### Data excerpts
◇ ◇ ◇ ◇ ◇ ◇ ◇
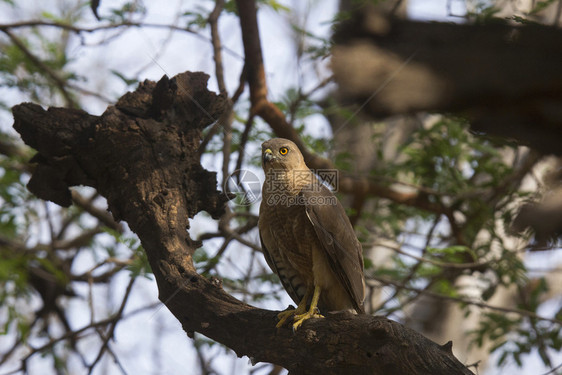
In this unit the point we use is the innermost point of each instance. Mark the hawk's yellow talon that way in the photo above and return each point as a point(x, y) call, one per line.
point(299, 319)
point(312, 311)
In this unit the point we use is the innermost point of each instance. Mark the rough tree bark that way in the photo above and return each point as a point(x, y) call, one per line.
point(505, 79)
point(142, 155)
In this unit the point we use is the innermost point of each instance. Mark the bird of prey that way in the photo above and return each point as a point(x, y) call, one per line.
point(307, 238)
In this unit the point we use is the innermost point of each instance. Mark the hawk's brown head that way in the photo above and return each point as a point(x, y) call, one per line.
point(280, 153)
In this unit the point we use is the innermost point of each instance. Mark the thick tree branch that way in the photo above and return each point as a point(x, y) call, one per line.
point(505, 79)
point(142, 156)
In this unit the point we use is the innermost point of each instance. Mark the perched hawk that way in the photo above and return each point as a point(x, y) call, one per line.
point(307, 238)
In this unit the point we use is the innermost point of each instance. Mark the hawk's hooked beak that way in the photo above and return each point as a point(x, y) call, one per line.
point(268, 155)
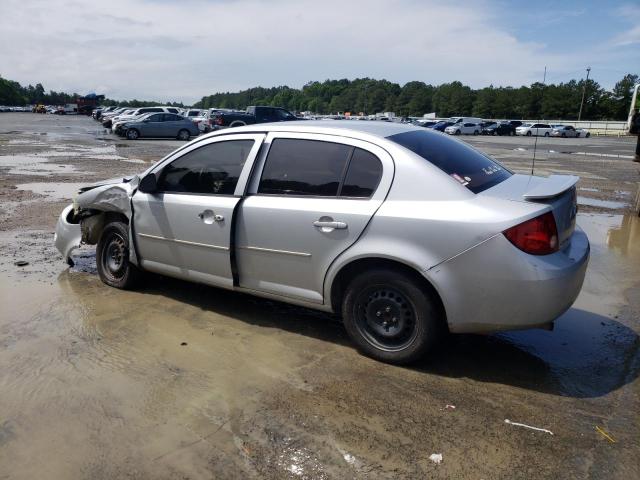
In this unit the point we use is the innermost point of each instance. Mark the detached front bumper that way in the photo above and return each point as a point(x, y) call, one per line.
point(495, 286)
point(68, 234)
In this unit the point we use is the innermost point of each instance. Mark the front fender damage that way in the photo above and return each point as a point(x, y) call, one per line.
point(82, 222)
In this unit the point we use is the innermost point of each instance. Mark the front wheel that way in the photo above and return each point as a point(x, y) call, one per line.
point(112, 257)
point(390, 317)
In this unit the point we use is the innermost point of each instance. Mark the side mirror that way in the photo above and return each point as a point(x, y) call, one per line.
point(149, 184)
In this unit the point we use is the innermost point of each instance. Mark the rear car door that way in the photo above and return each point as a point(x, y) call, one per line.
point(310, 199)
point(152, 125)
point(184, 228)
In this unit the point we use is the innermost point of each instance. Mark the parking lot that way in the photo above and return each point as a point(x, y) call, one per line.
point(177, 380)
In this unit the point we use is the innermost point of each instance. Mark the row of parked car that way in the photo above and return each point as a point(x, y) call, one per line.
point(180, 123)
point(477, 126)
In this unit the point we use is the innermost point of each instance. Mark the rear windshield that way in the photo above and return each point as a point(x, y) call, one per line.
point(468, 166)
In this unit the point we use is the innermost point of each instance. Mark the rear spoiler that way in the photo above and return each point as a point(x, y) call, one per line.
point(554, 186)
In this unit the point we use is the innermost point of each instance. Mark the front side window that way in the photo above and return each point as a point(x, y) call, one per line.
point(213, 169)
point(304, 167)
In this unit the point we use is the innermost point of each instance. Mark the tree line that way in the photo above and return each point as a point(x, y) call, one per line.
point(552, 101)
point(416, 98)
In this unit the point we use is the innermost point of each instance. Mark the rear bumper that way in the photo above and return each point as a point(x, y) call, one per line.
point(495, 286)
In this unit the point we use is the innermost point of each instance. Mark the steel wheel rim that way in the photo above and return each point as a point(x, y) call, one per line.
point(386, 318)
point(114, 256)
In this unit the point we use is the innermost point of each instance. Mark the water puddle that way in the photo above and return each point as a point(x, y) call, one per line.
point(593, 154)
point(57, 191)
point(595, 202)
point(34, 165)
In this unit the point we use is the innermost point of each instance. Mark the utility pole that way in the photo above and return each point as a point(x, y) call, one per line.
point(584, 89)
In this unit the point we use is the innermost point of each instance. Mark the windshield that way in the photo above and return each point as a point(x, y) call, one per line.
point(465, 164)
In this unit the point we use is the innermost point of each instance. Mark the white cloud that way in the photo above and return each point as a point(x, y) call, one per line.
point(630, 13)
point(186, 49)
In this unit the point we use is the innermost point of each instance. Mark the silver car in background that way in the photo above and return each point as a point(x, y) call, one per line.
point(405, 232)
point(564, 131)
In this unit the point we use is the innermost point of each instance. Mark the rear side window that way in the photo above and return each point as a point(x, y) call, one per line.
point(363, 175)
point(213, 169)
point(468, 166)
point(304, 167)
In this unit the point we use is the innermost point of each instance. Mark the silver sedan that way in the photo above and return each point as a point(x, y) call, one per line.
point(405, 232)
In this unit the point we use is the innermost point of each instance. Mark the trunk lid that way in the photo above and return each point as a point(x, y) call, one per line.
point(557, 191)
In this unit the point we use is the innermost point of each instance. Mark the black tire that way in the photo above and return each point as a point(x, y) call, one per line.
point(112, 257)
point(390, 317)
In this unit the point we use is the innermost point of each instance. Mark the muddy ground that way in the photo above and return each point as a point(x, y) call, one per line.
point(184, 381)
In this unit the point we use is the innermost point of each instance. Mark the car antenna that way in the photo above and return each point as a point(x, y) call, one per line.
point(535, 143)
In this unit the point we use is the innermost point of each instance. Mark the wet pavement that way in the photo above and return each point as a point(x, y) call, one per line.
point(177, 380)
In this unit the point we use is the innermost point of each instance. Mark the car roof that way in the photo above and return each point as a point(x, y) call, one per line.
point(345, 127)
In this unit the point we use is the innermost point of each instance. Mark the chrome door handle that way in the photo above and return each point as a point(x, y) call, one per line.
point(336, 225)
point(208, 217)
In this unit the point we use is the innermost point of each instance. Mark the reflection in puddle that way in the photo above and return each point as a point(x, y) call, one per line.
point(58, 191)
point(595, 202)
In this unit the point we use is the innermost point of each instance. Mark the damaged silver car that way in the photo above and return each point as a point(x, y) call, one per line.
point(406, 233)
◇ ◇ ◇ ◇ ◇ ◇ ◇
### To do
The answer must be exactly the lines from the one containing "Mark the damaged" through the final line of the data, both ends included, and nothing else.

### Result of this exercise
In this unit the point we use is the innermost point of each instance. Mark the damaged silver car that way in the photo above and return each point as a point(x, y) call, one per line.
point(406, 233)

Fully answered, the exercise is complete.